• [Written instruction 1]:
The phase-space passage gives the conditions under which a mechanical system's phase space is naturally a cotangent bundle. List them.
• [Written instruction 2]:
Update the phase-space passage between "If $Q$ is the" and "that identification natural.", inclusive, so that "configuration space" replaces "configuration manifold".

The answer is that happens naturally only if fairly special cases. Namely, the phase space (space of initial data with symplectic structure) of a mechanical system (some field theories can be considered as infinite dimensional mechanical systems) is a naturally a cotangent bundle when the system's equations of motion are second order in time, the kinetic term is non-degenerate and non-holonomic constraints are absent. I'm being a bit vague with the terminology, so let me briefly expand on these conditions.

If $Q$ is the configuration manifold, then the natural space of initial data for a $(k+1)$-st order ODE on $Q$ is the $k$-jet bundle $J^k(Q\times \mathbb{R})_{t=0}$, where $Q\times \mathbb{R} \to \mathbb{R}$ is the trivial bundle over $\mathbb{R}$ (time $t$) with fiber $Q$. It just so happens that, given a Lagrangian defined on $J^1(Q\times\mathbb{R})$, so that the equations of motion are second order, if the Legendre transform is well defined, it establishes an isomorphism $J^1(Q\times \mathbb{R})_{t=0} \cong TQ \cong T^*Q$. In other cases, it might be possible enlarge the configuration manifold to $Q'$ and then through a sequence of transformations on the equations of motion to show that $J^k(Q\times\mathbb{R})_{t=0} \cong T^* Q'$, but I would not necessarily call that identification natural.

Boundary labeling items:
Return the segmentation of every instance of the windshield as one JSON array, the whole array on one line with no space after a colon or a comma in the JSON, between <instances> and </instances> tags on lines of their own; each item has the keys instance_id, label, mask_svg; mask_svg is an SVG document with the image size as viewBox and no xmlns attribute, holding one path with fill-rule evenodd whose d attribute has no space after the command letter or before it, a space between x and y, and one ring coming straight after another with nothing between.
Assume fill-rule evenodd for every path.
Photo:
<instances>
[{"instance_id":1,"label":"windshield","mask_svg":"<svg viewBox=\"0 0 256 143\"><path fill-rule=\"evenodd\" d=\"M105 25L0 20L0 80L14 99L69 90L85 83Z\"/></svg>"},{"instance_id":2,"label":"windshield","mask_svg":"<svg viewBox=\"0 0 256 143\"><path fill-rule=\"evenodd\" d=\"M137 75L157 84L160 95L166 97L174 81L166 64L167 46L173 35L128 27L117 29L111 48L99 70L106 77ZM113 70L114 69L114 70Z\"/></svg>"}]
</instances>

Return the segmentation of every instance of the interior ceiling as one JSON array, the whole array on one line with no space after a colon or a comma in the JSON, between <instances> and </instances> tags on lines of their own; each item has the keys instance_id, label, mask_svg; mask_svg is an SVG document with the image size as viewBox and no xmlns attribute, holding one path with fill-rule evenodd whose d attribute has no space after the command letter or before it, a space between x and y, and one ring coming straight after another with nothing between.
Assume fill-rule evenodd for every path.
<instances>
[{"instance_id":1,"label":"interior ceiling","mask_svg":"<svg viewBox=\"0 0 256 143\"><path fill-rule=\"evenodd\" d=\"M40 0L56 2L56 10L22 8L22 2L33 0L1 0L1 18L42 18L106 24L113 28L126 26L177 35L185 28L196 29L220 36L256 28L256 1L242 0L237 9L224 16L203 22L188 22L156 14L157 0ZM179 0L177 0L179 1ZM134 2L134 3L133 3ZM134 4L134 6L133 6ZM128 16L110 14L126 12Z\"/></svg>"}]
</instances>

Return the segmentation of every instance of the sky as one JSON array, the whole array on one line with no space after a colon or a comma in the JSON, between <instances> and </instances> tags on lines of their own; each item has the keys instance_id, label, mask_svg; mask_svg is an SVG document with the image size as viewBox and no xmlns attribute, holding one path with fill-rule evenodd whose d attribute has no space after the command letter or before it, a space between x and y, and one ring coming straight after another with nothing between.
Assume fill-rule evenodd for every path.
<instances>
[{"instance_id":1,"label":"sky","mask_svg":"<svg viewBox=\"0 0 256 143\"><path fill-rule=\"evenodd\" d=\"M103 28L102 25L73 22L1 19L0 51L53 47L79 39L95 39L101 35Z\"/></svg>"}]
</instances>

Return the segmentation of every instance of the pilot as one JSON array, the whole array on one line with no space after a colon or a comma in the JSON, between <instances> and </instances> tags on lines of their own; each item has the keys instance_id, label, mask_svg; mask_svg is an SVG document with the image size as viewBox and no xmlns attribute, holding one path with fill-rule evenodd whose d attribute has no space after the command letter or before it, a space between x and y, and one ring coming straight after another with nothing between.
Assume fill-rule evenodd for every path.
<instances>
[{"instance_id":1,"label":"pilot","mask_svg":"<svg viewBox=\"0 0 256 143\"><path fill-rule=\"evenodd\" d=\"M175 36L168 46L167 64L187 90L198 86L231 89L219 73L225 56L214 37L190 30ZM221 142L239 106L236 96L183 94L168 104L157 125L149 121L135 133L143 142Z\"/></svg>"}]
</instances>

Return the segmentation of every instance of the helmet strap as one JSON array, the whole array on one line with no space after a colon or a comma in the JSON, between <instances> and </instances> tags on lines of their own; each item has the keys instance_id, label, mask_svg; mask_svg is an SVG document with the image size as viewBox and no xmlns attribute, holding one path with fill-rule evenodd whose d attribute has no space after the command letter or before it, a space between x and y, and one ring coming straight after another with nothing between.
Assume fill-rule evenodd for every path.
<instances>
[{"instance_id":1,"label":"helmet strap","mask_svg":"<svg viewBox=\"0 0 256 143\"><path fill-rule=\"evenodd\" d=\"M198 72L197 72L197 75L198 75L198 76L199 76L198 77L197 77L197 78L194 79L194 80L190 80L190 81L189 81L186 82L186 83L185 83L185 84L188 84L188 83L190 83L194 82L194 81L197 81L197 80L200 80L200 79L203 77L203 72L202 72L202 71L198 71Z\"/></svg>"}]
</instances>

• [Task output 1]:
- The system's equations of motion are second order in time.
- The kinetic term is non-degenerate.
- Non-holonomic constraints are absent.

• [Task output 2]:
If $Q$ is the configuration space, then the natural space of initial data for a $(k+1)$-st order ODE on $Q$ is the $k$-jet bundle $J^k(Q\times \mathbb{R})_{t=0}$, where $Q\times \mathbb{R} \to \mathbb{R}$ is the trivial bundle over $\mathbb{R}$ (time $t$) with fiber $Q$. It just so happens that, given a Lagrangian defined on $J^1(Q\times\mathbb{R})$, so that the equations of motion are second order, if the Legendre transform is well defined, it establishes an isomorphism $J^1(Q\times \mathbb{R})_{t=0} \cong TQ \cong T^*Q$. In other cases, it might be possible enlarge the configuration space to $Q'$ and then through a sequence of transformations on the equations of motion to show that $J^k(Q\times\mathbb{R})_{t=0} \cong T^* Q'$, but I would not necessarily call that identification natural.